§ MATERIAL TO PROCESS
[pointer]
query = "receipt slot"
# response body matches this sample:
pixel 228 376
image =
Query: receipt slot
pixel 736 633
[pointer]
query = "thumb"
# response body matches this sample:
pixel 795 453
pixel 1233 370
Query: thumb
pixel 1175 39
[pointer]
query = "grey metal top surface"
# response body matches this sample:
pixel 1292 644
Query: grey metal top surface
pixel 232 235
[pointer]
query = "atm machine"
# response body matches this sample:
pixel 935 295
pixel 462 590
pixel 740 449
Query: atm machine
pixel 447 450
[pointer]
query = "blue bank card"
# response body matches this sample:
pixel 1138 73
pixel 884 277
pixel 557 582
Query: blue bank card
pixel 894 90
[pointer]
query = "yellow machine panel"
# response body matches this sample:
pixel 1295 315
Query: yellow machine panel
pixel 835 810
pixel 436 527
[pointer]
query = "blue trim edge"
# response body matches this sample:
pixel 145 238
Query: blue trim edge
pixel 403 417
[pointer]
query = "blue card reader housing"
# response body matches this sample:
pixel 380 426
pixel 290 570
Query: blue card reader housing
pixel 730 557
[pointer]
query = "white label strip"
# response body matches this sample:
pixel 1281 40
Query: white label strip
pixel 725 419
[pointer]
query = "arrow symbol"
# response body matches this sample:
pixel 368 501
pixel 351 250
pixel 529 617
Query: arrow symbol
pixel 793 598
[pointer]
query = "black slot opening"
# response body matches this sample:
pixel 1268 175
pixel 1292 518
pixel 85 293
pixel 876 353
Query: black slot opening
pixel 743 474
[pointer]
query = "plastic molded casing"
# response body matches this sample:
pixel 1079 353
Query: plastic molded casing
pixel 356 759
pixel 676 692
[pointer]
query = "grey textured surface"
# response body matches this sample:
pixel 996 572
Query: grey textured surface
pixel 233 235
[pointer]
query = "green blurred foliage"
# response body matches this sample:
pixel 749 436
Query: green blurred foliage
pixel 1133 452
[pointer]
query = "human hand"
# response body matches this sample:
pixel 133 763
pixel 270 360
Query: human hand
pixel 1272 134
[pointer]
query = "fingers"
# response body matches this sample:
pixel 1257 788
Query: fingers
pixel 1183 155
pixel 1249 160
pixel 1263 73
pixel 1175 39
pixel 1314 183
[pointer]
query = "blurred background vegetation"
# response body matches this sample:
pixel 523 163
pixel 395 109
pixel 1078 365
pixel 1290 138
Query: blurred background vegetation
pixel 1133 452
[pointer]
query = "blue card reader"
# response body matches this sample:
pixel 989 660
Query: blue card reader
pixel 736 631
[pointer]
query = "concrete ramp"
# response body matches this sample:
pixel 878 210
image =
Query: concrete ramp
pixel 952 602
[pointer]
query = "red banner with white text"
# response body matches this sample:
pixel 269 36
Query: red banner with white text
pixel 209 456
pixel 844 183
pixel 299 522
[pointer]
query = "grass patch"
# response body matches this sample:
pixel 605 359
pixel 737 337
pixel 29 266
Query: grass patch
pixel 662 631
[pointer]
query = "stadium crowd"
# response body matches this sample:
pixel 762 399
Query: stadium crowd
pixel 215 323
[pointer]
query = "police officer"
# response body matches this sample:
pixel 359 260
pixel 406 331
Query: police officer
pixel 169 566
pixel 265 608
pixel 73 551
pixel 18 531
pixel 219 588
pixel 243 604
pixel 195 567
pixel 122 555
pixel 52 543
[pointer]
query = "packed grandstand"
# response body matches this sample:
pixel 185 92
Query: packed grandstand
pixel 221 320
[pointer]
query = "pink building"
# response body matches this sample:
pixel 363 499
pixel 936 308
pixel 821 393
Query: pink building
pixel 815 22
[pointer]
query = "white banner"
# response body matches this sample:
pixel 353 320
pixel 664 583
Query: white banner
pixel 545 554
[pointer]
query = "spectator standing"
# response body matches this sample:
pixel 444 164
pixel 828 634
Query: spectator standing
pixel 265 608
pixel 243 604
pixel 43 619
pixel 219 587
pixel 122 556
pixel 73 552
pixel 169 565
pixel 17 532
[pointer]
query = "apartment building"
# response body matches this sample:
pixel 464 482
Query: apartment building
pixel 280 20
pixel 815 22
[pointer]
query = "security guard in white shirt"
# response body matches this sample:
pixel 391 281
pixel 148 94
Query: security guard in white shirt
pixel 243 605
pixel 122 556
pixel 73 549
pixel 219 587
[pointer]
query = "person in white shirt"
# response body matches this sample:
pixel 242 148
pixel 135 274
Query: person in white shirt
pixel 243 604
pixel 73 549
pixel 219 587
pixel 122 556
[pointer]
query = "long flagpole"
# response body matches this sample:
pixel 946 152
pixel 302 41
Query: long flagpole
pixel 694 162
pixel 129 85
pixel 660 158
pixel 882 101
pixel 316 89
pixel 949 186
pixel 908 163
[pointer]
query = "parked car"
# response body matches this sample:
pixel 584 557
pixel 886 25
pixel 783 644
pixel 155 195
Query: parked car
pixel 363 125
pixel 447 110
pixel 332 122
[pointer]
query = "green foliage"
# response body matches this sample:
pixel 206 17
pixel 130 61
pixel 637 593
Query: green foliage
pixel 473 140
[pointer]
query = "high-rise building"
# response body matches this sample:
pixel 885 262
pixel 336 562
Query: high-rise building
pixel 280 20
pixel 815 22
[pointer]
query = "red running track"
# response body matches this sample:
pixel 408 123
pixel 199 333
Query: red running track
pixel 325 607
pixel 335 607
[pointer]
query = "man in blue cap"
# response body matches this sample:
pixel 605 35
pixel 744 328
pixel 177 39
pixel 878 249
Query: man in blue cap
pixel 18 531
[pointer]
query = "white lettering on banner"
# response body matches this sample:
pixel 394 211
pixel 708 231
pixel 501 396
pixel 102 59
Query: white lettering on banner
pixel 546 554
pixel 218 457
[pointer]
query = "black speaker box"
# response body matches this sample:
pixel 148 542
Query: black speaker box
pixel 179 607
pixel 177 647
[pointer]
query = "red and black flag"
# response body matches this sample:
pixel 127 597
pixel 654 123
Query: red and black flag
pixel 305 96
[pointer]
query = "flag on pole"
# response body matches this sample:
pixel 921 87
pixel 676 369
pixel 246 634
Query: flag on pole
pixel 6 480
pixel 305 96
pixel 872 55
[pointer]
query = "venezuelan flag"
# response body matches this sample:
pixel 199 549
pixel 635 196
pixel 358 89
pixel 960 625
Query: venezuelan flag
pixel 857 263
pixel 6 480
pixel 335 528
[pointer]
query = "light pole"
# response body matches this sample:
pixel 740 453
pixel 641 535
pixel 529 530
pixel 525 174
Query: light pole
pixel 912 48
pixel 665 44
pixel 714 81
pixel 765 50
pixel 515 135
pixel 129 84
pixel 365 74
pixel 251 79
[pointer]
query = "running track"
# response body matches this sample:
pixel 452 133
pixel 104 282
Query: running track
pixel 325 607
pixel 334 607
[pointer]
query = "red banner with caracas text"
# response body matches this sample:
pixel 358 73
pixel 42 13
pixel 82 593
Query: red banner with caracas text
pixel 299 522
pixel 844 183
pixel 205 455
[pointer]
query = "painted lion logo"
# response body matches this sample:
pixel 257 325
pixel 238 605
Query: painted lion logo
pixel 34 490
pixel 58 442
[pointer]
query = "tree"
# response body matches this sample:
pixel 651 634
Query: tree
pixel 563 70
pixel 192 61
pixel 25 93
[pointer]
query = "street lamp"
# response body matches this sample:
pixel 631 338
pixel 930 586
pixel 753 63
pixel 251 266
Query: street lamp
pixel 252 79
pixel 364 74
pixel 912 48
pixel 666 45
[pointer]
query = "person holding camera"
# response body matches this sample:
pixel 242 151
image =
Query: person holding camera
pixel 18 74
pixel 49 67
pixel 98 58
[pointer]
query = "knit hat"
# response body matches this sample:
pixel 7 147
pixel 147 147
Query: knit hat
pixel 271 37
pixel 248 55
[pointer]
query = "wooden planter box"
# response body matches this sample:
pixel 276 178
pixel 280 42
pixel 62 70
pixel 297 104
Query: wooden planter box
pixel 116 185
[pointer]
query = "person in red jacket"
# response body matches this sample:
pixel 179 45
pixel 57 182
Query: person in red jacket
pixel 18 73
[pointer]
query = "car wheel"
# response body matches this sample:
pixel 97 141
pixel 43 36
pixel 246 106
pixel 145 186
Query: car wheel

§ TO DO
Starting from the first line and going up to and including the line with "pixel 232 235", write those lines out again, substituting "receipt tray" for "receipt slot" and leaving everything else as it is.

§ WORKED SOLUTION
[pointer]
query = "receipt tray"
# response body matches this sample:
pixel 228 376
image =
Query: receipt tray
pixel 736 633
[pointer]
query = "thumb"
# response body matches this sample:
pixel 795 453
pixel 1233 370
Query: thumb
pixel 1175 39
[pointer]
query = "grey metal top surface"
# response body matches this sample:
pixel 1292 644
Query: grey metal top surface
pixel 232 235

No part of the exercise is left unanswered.